Return the exact lines spanning from the line with "Target: turtle reflection in water" through the last line of the entries, boundaries included, and no others.
***
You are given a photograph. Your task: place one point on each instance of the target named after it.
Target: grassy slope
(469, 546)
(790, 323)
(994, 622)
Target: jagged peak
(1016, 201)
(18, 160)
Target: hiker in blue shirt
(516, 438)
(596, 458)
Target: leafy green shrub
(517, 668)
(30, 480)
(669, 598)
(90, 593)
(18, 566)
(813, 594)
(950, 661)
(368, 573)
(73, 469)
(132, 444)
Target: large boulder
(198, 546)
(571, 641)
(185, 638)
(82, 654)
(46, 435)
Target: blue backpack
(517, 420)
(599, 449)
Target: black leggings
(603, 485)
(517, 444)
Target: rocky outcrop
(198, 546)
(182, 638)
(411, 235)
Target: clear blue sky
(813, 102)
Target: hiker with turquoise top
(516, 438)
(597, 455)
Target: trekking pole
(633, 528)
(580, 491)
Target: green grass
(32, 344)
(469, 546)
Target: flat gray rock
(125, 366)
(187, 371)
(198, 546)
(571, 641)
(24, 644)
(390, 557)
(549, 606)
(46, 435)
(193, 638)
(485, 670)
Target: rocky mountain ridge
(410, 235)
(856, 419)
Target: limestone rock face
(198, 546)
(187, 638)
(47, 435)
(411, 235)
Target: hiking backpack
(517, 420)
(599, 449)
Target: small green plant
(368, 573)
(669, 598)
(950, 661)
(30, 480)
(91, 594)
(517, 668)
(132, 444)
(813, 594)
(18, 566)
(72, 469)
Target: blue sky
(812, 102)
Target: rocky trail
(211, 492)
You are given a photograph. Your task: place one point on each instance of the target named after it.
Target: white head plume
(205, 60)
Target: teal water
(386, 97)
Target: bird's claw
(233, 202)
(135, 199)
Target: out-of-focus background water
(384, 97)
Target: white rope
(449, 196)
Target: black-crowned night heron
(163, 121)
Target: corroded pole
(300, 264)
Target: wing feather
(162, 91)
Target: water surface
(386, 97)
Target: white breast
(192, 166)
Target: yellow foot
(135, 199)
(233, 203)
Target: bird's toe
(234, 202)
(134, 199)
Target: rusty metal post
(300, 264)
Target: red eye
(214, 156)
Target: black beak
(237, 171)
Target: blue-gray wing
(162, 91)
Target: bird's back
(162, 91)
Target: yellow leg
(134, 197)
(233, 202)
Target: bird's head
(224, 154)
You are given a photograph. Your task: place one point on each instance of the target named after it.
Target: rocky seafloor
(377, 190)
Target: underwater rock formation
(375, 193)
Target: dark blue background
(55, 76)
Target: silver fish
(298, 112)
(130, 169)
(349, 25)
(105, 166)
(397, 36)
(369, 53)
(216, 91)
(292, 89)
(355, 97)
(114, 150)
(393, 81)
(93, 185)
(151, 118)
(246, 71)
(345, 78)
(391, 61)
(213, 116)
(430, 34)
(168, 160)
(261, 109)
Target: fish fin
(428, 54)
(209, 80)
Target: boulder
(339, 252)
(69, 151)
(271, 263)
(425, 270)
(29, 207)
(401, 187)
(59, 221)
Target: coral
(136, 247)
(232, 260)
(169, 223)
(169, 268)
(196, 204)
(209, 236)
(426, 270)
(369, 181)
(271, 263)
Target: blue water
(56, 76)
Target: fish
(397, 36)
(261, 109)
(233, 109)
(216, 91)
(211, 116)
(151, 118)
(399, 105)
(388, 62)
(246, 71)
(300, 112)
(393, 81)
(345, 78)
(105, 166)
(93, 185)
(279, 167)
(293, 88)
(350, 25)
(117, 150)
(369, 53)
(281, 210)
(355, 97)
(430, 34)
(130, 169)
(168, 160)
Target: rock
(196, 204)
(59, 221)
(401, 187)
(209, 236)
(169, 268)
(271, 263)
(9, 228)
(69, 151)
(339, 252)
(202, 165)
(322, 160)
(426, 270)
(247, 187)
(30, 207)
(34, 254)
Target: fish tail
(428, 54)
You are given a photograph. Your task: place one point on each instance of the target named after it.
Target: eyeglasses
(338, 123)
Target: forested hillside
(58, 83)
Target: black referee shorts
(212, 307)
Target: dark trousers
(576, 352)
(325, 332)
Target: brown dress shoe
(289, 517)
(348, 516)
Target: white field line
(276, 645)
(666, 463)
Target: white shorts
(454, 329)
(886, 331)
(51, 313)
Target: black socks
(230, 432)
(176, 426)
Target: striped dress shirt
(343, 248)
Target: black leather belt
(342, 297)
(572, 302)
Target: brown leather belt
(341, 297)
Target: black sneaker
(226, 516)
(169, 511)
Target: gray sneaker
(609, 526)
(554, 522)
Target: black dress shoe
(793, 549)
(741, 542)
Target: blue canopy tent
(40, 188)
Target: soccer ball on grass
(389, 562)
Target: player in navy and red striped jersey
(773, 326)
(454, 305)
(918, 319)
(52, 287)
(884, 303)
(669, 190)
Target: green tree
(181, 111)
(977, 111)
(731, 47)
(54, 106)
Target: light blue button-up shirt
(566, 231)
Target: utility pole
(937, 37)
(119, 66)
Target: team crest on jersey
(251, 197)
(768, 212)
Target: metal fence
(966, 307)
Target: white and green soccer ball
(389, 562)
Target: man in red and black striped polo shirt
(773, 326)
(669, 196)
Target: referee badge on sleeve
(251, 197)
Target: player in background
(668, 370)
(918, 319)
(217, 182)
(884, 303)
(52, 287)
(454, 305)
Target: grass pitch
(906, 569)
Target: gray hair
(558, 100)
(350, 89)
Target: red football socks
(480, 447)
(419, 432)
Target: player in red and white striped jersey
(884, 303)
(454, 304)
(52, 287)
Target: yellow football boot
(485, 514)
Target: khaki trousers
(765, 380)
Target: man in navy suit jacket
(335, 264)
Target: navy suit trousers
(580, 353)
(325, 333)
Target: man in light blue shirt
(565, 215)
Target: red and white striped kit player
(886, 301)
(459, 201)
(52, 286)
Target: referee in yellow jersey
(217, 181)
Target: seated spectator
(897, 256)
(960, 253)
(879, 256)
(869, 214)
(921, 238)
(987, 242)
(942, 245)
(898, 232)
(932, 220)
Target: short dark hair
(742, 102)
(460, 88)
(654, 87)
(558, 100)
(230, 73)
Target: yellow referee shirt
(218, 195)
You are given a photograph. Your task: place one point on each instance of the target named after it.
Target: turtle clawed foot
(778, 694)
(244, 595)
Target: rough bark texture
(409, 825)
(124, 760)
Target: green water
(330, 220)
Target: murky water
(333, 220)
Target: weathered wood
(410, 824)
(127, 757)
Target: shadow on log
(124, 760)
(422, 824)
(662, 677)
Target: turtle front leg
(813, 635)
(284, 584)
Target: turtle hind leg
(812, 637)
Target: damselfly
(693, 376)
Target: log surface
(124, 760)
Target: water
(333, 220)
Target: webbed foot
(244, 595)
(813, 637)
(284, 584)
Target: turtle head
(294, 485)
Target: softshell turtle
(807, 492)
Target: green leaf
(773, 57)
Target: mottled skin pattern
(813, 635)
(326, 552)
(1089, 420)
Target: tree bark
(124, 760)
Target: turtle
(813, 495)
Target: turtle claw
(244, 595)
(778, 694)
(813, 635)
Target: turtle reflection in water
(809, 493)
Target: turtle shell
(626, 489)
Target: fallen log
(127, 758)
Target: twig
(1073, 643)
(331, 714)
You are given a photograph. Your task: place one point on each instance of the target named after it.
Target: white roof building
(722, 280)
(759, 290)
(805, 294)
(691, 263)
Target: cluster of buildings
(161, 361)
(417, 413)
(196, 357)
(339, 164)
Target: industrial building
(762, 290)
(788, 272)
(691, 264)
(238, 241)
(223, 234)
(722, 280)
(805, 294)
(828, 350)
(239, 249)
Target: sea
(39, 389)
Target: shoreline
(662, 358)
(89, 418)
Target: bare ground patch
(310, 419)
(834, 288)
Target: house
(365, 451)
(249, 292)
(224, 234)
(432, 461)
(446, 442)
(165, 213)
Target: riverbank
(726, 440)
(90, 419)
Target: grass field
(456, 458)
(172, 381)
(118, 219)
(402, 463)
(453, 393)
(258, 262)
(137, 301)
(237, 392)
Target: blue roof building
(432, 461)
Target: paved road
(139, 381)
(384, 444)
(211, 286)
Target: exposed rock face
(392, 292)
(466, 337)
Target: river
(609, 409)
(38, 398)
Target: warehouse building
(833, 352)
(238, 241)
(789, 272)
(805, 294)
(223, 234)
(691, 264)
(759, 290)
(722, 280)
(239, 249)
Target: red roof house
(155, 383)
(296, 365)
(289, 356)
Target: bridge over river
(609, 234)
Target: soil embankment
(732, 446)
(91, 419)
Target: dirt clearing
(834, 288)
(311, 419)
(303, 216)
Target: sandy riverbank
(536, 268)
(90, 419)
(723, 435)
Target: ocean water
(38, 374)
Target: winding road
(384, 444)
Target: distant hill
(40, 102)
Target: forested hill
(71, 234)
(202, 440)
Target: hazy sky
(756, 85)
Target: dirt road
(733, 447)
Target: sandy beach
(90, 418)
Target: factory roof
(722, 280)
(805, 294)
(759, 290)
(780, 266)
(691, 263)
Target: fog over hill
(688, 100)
***
Finished answer:
Target: turtle reflection in water
(809, 493)
Target: turtle shell
(626, 489)
Target: fallen log
(127, 758)
Target: twig
(1073, 643)
(331, 714)
You are given a photograph. Your task: place one point on each instance of the target named after it.
Target: white roof building
(722, 280)
(759, 290)
(805, 294)
(691, 263)
Target: cluster of buildings
(161, 361)
(417, 413)
(196, 357)
(339, 164)
Target: industrial building
(762, 290)
(788, 272)
(691, 264)
(238, 241)
(223, 234)
(722, 280)
(805, 294)
(828, 350)
(239, 249)
Target: sea
(39, 389)
Target: shoreline
(662, 358)
(89, 418)
Target: bare ground patch
(310, 419)
(834, 288)
Target: house
(365, 451)
(249, 292)
(224, 234)
(432, 461)
(446, 442)
(165, 213)
Target: riverbank
(726, 440)
(90, 419)
Target: grass field
(456, 458)
(172, 381)
(118, 219)
(402, 463)
(453, 393)
(258, 262)
(137, 301)
(237, 392)
Target: blue roof building
(432, 461)
Target: paved road
(139, 381)
(384, 444)
(211, 286)
Target: exposed rock face
(392, 292)
(466, 337)
Target: river
(609, 409)
(38, 398)
Target: warehouse building
(833, 352)
(238, 241)
(789, 272)
(805, 294)
(223, 234)
(691, 264)
(759, 290)
(722, 280)
(239, 249)
Target: red roof house
(155, 383)
(296, 365)
(289, 356)
Target: bridge over river
(609, 234)
Target: soil embankment
(732, 446)
(91, 419)
Target: dirt clearing
(834, 288)
(311, 419)
(303, 216)
Target: sandy riverbank
(536, 268)
(90, 419)
(723, 435)
Target: ocean water
(38, 374)
Target: winding road
(384, 444)
Target: distant hill
(40, 102)
Target: forested hill
(71, 234)
(202, 440)
Target: hazy sky
(756, 85)
Target: dirt road
(733, 447)
Target: sandy beach
(90, 418)
Target: factory roof
(722, 280)
(805, 294)
(759, 290)
(780, 266)
(691, 263)
Target: fog over hill
(688, 100)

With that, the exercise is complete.